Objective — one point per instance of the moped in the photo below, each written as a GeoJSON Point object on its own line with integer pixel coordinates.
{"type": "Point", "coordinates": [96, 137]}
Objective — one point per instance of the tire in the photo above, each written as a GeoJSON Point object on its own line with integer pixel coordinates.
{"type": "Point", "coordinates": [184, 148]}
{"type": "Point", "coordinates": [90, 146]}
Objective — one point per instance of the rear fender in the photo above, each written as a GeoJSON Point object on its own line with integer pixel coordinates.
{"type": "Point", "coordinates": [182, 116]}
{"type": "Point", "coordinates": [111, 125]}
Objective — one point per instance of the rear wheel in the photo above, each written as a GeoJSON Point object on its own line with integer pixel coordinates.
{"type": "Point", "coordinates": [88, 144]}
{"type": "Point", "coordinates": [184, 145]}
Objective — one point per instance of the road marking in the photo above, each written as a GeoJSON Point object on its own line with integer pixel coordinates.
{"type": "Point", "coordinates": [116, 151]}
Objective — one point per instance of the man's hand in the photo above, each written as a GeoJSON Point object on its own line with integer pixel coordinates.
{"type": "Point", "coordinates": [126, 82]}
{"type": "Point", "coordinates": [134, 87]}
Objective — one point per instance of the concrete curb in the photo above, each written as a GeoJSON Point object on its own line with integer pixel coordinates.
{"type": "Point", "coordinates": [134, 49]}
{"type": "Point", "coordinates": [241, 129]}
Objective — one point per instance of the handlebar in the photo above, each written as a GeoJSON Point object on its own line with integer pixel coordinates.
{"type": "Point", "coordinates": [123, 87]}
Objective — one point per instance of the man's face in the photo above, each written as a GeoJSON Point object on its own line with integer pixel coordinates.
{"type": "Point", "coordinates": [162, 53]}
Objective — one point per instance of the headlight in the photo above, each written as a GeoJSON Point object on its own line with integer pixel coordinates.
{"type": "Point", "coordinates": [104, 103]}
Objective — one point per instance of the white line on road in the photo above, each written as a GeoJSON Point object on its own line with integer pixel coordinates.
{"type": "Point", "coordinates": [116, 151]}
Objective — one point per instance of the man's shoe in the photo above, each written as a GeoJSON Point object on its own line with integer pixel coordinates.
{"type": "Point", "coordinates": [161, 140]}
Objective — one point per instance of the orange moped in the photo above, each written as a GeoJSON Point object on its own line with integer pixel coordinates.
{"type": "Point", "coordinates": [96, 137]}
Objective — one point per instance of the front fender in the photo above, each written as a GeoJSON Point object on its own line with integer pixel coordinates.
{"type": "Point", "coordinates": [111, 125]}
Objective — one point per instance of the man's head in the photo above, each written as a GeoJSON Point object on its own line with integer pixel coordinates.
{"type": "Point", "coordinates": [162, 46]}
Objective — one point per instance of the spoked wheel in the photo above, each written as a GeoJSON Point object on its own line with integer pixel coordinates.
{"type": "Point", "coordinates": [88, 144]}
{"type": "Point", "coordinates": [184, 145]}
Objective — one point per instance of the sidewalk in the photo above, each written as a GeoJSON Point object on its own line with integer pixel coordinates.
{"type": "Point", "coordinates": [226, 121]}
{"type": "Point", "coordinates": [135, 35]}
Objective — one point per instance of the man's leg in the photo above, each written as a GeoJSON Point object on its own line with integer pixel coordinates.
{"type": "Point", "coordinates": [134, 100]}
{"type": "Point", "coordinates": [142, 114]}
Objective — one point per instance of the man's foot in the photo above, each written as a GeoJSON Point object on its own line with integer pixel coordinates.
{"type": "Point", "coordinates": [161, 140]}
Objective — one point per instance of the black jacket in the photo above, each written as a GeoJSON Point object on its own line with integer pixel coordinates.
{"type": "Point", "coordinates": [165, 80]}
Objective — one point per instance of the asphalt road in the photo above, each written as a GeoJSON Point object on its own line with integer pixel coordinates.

**Assignment:** This calls for all of the entries above, repeated exactly.

**Your response:**
Objective — one point per instance of the moped in the photo below, each written as a GeoJSON Point object on its own line with integer pixel coordinates.
{"type": "Point", "coordinates": [96, 137]}
Objective — one point per instance of the tire in the photo above, each written as a GeoJSON Point object on its own line with integer pixel coordinates.
{"type": "Point", "coordinates": [184, 148]}
{"type": "Point", "coordinates": [90, 146]}
Objective — one point per instance of the rear fender in the photo above, each written as a GeoJSON Point object on its own line with integer pixel coordinates.
{"type": "Point", "coordinates": [182, 116]}
{"type": "Point", "coordinates": [111, 125]}
Objective — one point per instance of the rear wheel in the photo above, each written as a GeoJSON Point object on its own line with integer pixel coordinates.
{"type": "Point", "coordinates": [88, 144]}
{"type": "Point", "coordinates": [184, 145]}
Objective — one point per instance of the road marking in the photo above, each written as a GeoJSON Point object on its own line with integer pixel coordinates.
{"type": "Point", "coordinates": [116, 151]}
Objective — one point per instance of the man's hand in the photo above, each written as a GeoJSON Point object on its own line with integer pixel coordinates.
{"type": "Point", "coordinates": [126, 82]}
{"type": "Point", "coordinates": [134, 87]}
Objective — one point per instance of the concrete curb in the photo above, each written as a GeoJSON Point object on its own line with integer pixel coordinates.
{"type": "Point", "coordinates": [134, 49]}
{"type": "Point", "coordinates": [241, 129]}
Objective — one point per instance of the handlebar in the photo above, each written as a GeoJSON Point object on its own line with integer pixel coordinates.
{"type": "Point", "coordinates": [123, 87]}
Objective — one point per instance of the man's face in the photo above, each written as a GeoJSON Point object on its own line with integer pixel coordinates.
{"type": "Point", "coordinates": [162, 53]}
Objective — one point per instance of the headlight in the photo above, each written as a GeoJSON Point object on its own line with integer pixel coordinates.
{"type": "Point", "coordinates": [104, 103]}
Objective — one point per instance of the white line on road in the photo above, each written as a GeoJSON Point object on its own line with integer pixel coordinates.
{"type": "Point", "coordinates": [116, 151]}
Objective — one point per instance of the man's shoe in the photo above, each written as a GeoJSON Point object on its own line with integer pixel coordinates.
{"type": "Point", "coordinates": [161, 140]}
Objective — one point per instance of the orange moped in the photo above, each written as a GeoJSON Point object on its own line with integer pixel coordinates.
{"type": "Point", "coordinates": [96, 137]}
Objective — one point per instance of the front fender in the photo above, each written as a GeoJSON Point object on its own line with integer pixel coordinates.
{"type": "Point", "coordinates": [111, 125]}
Objective — one point per instance of the man's head in the photo above, each written as a GeoJSON Point object on its own line with integer pixel coordinates.
{"type": "Point", "coordinates": [162, 46]}
Objective — one point per instance of the spoked wheel in the photo above, each written as a GeoJSON Point object on its own line with integer pixel coordinates.
{"type": "Point", "coordinates": [88, 144]}
{"type": "Point", "coordinates": [184, 145]}
Objective — one point per instance of the sidewalk in the photo above, each written as a GeoJSON Point object on its own line with integer pixel coordinates.
{"type": "Point", "coordinates": [226, 121]}
{"type": "Point", "coordinates": [135, 35]}
Objective — one point per instance of the man's leg in the photo above, each written as a GeoJSON Point object on its own line with integer pixel coordinates.
{"type": "Point", "coordinates": [134, 100]}
{"type": "Point", "coordinates": [142, 114]}
Objective — one point per instance of the man's foot in the photo above, each written as a GeoJSON Point object on its own line with integer pixel coordinates.
{"type": "Point", "coordinates": [161, 140]}
Objective — one point per instance of the black jacket in the photo above, each written as a GeoJSON Point object on its own line with integer pixel coordinates.
{"type": "Point", "coordinates": [165, 80]}
Objective — one point per instance of the asphalt road in the photo above, each written as a GeoJSON Point object on its own line with integer pixel coordinates.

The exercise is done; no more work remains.